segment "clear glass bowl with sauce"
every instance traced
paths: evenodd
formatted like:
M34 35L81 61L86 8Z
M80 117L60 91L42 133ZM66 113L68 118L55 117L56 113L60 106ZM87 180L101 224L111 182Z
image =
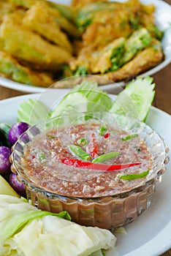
-------------------------
## Exercise description:
Please copy out every line of the entries above word for word, leaving out the picture.

## Answer to this task:
segment "clear glass bowl with sauce"
every instance traced
paths: evenodd
formatted like:
M34 35L81 61L86 8Z
M80 117L60 91L42 133ZM66 113L68 118L55 117L56 113L60 106ZM87 180L101 224L111 182Z
image =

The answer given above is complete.